Data under study:
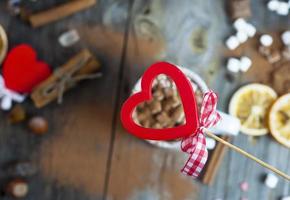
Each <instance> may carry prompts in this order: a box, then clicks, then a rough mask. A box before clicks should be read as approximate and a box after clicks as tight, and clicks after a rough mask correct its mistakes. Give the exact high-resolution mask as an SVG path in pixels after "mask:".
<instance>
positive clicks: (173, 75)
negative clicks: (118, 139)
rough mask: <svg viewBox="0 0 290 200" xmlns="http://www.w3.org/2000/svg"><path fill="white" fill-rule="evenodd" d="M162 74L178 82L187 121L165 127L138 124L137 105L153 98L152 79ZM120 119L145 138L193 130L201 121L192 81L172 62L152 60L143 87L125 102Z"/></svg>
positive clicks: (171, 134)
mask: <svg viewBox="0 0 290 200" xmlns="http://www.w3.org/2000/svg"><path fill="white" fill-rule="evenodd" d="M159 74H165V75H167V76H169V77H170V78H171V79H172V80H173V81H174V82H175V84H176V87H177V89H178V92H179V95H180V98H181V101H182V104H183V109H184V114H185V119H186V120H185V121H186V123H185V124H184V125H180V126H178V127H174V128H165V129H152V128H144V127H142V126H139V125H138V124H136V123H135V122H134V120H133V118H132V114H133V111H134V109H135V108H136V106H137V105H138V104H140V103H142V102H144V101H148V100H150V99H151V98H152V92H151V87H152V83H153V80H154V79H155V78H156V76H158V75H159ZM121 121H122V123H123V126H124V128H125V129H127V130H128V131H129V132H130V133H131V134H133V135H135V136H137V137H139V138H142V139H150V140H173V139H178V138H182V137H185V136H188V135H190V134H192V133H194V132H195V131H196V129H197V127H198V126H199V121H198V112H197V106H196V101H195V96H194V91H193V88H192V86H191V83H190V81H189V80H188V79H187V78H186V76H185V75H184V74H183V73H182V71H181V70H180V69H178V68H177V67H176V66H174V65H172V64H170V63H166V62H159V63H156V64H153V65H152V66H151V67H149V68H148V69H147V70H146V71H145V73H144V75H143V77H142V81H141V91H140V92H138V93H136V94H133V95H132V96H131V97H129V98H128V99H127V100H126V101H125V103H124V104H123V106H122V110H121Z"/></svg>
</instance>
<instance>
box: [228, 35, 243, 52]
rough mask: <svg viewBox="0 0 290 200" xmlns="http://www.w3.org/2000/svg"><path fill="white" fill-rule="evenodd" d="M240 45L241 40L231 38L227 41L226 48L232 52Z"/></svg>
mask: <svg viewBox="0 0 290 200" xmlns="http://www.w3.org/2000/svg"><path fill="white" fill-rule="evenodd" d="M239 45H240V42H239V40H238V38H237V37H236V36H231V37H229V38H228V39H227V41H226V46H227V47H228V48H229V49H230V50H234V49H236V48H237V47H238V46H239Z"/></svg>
--
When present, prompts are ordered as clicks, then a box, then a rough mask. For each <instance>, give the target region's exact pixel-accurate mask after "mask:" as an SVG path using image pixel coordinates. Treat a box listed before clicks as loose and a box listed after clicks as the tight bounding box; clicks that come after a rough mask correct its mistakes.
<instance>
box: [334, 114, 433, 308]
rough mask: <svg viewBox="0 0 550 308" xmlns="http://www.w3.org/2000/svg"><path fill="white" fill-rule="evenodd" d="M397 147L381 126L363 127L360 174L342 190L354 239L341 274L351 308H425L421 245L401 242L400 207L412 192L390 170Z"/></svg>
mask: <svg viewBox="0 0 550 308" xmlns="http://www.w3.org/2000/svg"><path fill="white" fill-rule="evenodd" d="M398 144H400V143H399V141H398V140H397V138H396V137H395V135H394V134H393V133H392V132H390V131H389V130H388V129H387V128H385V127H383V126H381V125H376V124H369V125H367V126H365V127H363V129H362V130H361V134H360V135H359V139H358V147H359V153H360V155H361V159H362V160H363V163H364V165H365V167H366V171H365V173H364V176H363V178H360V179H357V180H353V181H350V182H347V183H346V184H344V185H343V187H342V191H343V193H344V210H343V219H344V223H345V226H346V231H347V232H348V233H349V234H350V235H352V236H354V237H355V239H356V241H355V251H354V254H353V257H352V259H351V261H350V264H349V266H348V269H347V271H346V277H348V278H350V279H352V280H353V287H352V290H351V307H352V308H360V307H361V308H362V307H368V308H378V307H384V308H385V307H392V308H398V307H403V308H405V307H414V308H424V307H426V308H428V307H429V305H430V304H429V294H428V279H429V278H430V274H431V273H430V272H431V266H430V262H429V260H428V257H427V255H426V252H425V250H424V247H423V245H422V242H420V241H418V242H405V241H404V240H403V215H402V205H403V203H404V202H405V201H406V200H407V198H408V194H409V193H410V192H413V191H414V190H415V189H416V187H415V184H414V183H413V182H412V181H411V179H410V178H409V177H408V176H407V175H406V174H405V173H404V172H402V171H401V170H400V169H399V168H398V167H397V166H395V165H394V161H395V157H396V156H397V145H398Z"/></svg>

Your task: What is asked for is an exact copy of the lines above from the one containing "Each <instance> may" through the one containing "74L178 82L187 121L165", and only those.

Response:
Each <instance> may carry prompts in this order: a box, then clicks, then a rough mask. A box before clicks should be read as approximate and a box after clicks as tight, and clicks after a rough mask correct its mistakes. Give the exact high-resolution mask as an SVG path in pixels after "mask:".
<instance>
positive clicks: (173, 75)
negative clicks: (118, 139)
rough mask: <svg viewBox="0 0 290 200" xmlns="http://www.w3.org/2000/svg"><path fill="white" fill-rule="evenodd" d="M162 74L178 82L187 121L165 127L138 124L137 105L153 98L152 79ZM120 119L145 138L193 130L201 121L192 81L172 62L152 60L143 87L125 102Z"/></svg>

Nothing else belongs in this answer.